> Task goal:
Reproduce the passage of the Week 10 diary below from "For my update" to "notes during delays.", word for word.

*** Opening of Extracted text ***

Week 10 Diary - MoradEnCours/VR-AI-Driven-Therapy GitHub Wiki
Progress So Far
I have been thinking about looking into feedback modals and how they might affect peoples' perceptions when using this kind of system, as well as tried to think more about what research questions could be.
For my update so far, I have thought more about the delay in response time ever since you brought up the possible idea of the therapist looking like it's taking notes during delays.
Actually, it made think of a previous experiment which I helped Shaun with as a participant where he looked into different emotional modalities for a social robot called Qoobo. For this experiment, I thought: 'what about possibly focusing on the modal responses used while people are waiting for the therapist to complete its response?'
Since currently there isn't more convenient technology available that allows lightning fast responses from a generative kind of virtual agent, it could be interesting to look into users' perceptions on latency and see what feedback they prefer to have while waiting.
So for example:
Default condition (no feedback modals)** - No UI* / no sequence animation / no pre-recorded audio is provided to the user Condition A - UI shown / no sequence animation / no pre-recorded audio Condition B - UI shown / sequence animation shown / no pre-recorded audio Condition D - No UI / sequence animation shown / no pre-recorded audio . . . etc until Condition Last (all feedback modals) - UI shown / sequence animation shown / pre-recorded audio played
*UI indicator = for instance showing ChatGPT text which usually appears before the audio or having a spinner loading icon
**(I'm curious if just being in a virtual environment and being able to look around while having a VA to talk to is what some mainly might be concerned about so they might actually not even care about the virtual agent having a body)

*** Close of Extracted text ***
*** Opening of Source information ***

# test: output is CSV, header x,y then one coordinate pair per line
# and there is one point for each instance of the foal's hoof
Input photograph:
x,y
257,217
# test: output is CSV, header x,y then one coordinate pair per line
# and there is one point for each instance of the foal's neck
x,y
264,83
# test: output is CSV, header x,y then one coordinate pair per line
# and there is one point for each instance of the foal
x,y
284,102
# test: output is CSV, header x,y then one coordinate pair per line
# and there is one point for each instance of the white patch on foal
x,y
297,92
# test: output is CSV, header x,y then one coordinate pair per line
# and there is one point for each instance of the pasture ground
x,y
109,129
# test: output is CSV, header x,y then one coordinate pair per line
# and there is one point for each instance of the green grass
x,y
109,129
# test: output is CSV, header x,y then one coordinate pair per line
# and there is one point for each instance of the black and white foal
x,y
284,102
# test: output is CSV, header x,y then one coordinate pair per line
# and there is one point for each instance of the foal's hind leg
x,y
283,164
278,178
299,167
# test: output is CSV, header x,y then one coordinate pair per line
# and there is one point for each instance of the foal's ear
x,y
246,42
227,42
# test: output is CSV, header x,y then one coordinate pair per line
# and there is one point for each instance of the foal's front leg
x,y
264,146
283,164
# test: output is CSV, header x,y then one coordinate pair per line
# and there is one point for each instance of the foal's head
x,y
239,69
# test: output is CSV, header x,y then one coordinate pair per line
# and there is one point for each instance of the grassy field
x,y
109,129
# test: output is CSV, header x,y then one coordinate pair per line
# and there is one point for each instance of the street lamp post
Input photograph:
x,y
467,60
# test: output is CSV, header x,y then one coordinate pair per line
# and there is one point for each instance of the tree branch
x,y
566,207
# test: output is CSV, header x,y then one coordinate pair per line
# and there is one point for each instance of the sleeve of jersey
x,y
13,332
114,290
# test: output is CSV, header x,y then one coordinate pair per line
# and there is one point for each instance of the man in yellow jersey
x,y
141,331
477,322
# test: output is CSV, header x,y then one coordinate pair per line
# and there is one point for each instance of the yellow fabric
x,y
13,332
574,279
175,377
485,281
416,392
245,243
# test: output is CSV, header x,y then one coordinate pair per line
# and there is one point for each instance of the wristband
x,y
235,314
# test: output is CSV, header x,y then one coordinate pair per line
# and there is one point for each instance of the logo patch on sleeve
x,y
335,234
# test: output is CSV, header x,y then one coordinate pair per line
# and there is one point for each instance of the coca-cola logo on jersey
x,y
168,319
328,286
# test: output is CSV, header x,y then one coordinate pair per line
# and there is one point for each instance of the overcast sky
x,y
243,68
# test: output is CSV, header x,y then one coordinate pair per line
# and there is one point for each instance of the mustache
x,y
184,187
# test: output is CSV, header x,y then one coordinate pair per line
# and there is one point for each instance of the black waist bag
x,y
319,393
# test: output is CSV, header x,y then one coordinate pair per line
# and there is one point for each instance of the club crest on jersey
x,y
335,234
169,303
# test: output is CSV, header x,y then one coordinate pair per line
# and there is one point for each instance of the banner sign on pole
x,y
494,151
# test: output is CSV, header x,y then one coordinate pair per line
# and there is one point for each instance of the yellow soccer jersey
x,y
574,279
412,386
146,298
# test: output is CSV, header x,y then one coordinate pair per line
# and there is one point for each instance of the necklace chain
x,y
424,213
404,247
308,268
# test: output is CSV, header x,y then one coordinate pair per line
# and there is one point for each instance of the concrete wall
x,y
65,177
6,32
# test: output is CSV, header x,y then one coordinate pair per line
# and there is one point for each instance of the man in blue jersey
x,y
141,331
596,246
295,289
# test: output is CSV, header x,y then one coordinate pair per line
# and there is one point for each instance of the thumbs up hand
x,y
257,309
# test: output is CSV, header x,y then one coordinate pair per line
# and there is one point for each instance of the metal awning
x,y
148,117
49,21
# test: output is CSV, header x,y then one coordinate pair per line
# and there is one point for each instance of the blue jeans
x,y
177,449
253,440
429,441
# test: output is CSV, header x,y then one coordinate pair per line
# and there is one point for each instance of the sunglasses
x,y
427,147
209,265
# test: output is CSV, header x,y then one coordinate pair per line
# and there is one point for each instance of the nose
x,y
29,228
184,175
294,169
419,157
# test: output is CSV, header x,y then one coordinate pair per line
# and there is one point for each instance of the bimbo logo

*** Close of Source information ***

> Response:
For my update so far, I have thought more about the delay in response time ever since you brought up the possible idea of the therapist looking like it's taking notes during delays.